• **AUFGABENÜBERSICHT**:
1. Übersetze aus der Rezension zu „Un ballo in maschera“ folgenden Satz ins Englische: „Charles Castronovo, der US-amerikanische Tenor mit sizilianischen Wurzeln, ist für die Hauptfigur des Riccardo wie geschaffen.“
2. Schreib die Rezension zu „Un ballo in maschera“ im Anschluss an ihren letzten Satz weiter.

• **DOKUMENT**:
------------------------------------

Musikalisch demonstriert das Stück eine sogar für Verdi erstaunliche Vielfalt an Ausdrucksarten: Sie umfasst gleichermaßen Leidenschaftliches, Komisches, Dämonisches, Unheimliches und Tänzerisches. Wer diese Oper erfolgreich auf die Bühne bringen will, braucht also einen erfahrenen Dirigenten, ein Orchester, das dessen Intentionen umsetzen kann und selbstredend drei starke Sängerfiguren.
Bei Adele Thomas' Neuproduktion von Un ballo in maschera am Opernhaus Zürich sind alle diese Voraussetzungen bestens erfüllt. Unter der Stabführung von GMD Gianandrea Noseda bietet die Philharmonia Zürich bei der Premiere authentischen Verdi-Klang. Charles Castronovo, der US-amerikanische Tenor mit sizilianischen Wurzeln, ist für die Hauptfigur des Riccardo wie geschaffen. Er, der die Rolle schon in München und an der Metropolitan Opera gesungen hat, verkörpert auf der Bühne den typischen italienischen Liebhaber. Das Staatsmännische liegt ihm nicht, er lebt ganz aus dem Augenblick, verdrängt die Morddrohungen mit Lachen. Moralische Skrupel schiebt er erst einmal zur Seite, sucht dann aber doch noch einen Ausweg aus der vertrackten Dreieckssituation. Allerdings zu spät! Sein Instrument der Verführung ist seine betörende Tenorstimme, eine schöne Mischung von lyrischen und dramatischen Elementen.
Die Italienerin Erika Grimaldi, die nicht weniger als zehn Verdi-Partien, darunter Aida und Desdemona, im Repertoire hat, ist in Zürich in ihrem Rollendebüt als Amelia zu erleben. Mit dramatisch orientiertem Sopran und extravertiertem Temperament realisiert sie die Ambivalenz ihrer Rolle zwischen Pflicht und Neigung ausgezeichnet. Besonders ergreifend kommt dies im zweiten Akt in ihrer Arie „Ecco l’orrido campo“ und im anschließenden großen Liebesduett mit Riccardo zum Tragen, aber auch in der Auseinandersetzung mit Renato im ersten Bild des dritten Akts.
Der rumänische Bariton George Petean, an den großen europäischen Häusern zu Gast und ebenfalls ein passionierter Verdi-Interpret, gesellt sich kongenial zu den beiden anderen Hauptdarstellern. Überzeugend stellt der den Wandel Renatos vom Freund zum Feind Riccardos dar, unterstützt durch ein eher dunkles Timbre, das diese Entwicklung vorausahnen lässt.

------------------------------------

• **BEREITGESTELLTES MATERIAL**:

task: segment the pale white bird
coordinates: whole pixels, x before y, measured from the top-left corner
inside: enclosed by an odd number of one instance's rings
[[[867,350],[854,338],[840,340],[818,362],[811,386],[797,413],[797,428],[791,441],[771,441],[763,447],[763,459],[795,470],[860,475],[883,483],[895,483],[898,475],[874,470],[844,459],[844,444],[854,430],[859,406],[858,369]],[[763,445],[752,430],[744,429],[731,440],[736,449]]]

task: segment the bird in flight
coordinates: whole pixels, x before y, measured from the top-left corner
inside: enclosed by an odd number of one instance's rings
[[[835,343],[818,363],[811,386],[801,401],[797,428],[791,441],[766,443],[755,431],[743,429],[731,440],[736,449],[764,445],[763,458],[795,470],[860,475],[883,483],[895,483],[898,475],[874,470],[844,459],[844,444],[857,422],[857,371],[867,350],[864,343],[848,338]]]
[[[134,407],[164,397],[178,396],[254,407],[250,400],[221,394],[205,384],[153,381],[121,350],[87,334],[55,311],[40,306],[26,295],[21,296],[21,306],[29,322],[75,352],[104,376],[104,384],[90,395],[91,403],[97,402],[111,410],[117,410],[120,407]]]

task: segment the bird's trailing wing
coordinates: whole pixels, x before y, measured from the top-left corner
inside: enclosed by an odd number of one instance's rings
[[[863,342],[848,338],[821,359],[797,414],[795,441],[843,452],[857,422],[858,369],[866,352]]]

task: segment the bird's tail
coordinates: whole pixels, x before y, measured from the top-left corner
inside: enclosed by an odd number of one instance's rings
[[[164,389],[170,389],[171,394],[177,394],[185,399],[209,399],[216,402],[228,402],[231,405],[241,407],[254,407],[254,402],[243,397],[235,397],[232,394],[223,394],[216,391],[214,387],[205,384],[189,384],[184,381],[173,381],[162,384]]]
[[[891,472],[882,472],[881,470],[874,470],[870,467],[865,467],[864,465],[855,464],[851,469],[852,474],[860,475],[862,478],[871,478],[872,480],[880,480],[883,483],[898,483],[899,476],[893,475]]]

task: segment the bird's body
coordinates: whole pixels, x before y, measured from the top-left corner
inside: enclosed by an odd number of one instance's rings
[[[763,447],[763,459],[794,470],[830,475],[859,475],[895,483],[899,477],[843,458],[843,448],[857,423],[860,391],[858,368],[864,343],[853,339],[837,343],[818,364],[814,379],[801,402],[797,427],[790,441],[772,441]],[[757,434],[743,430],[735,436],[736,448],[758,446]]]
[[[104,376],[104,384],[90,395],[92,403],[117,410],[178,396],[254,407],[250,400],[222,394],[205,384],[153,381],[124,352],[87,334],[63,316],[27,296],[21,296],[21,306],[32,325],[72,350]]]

------------------------------------

• **ANTWORTEN JE AUFGABE**:
1. Charles Castronovo, the American tenor with Sicilian roots, is made for the lead role of Riccardo.

2.
Bei den kleineren Gesangsrollen müssen gewisse Vorbehalte gemacht werden. Agnieszka Rehlis gibt die Wahrsagerin Ulrica zwar mit einer durchaus passenden dunklen Mezzo-Stimme, erscheint aber in ihrem Charakter zu wenig dämonisch. Sie ist es ja, die Riccardo durch Beschwörung finsterer Mächte seine bevorstehende Ermordung voraussagt. Andererseits stellt Katharina Konradi in der Hosenrolle des Pagen Oscar, den sie als bebrillten Nerd darstellt, das komische Element zu wenig heraus. Dieses findet sich dann unverhofft bei den beiden Verschwörern Silvano (Steffan Lloyd Owen) und Samuel (Brent Michael Smith), die stets als eine Art von siamesischen Zwillingen auftreten.
Gianandrea Noseda, der in Zürich nach seinem Ringzyklus wieder zu seinem geliebten Verdi zurückkehren darf, koordiniert die Protagonisten auf der Bühne und das Orchester im Graben ausgezeichnet. Nur der Chor der Oper Zürich singt bisweilen arg hintendrein. Die Vertrautheit des Dirigenten mit der Partitur zeigt sich insbesondere im Herausarbeiten der unterschiedlichen klanglichen Sphären. Die unheimlichen Klänge der Wahrsagerin-Szene, der Mitternachtsspuk beim Liebesduett oder die Gleichzeitigkeit von Ballmusik und unheilverkündendem Dräuen sind drei Beispiele dafür.
Als Regisseurin wurde zum zweiten Mal die aus Wales stammende Adele Thomas verpflichtet. In Zürich kennt man sie bereits seit ihrer Inszenierung von Il trovatore, bei der sie ebenfalls mit Noseda zusammengearbeitet hatte. Bei Un ballo in maschera bringt Thomas die zensurierte Zweitfassung auf die Bühne, die in Boston spielt. (Verdi wollte ursprünglich ein Stück über den bei einem Maskenball ermordeten schwedischen König Karl Gustav III. schreiben.) Riccardo ist Gouverneur von Bosten. Es ist gerade Wahlkampf, und Renato agiert als Kampagnengehilfe. Im Senat bekämpfen sich Anhänger und Gegner Riccardos. Konkrete Anspielungen auf den eben vergangenen Präsidentschaftswahlkampf in den USA versagt sich Thomas glücklicherweise.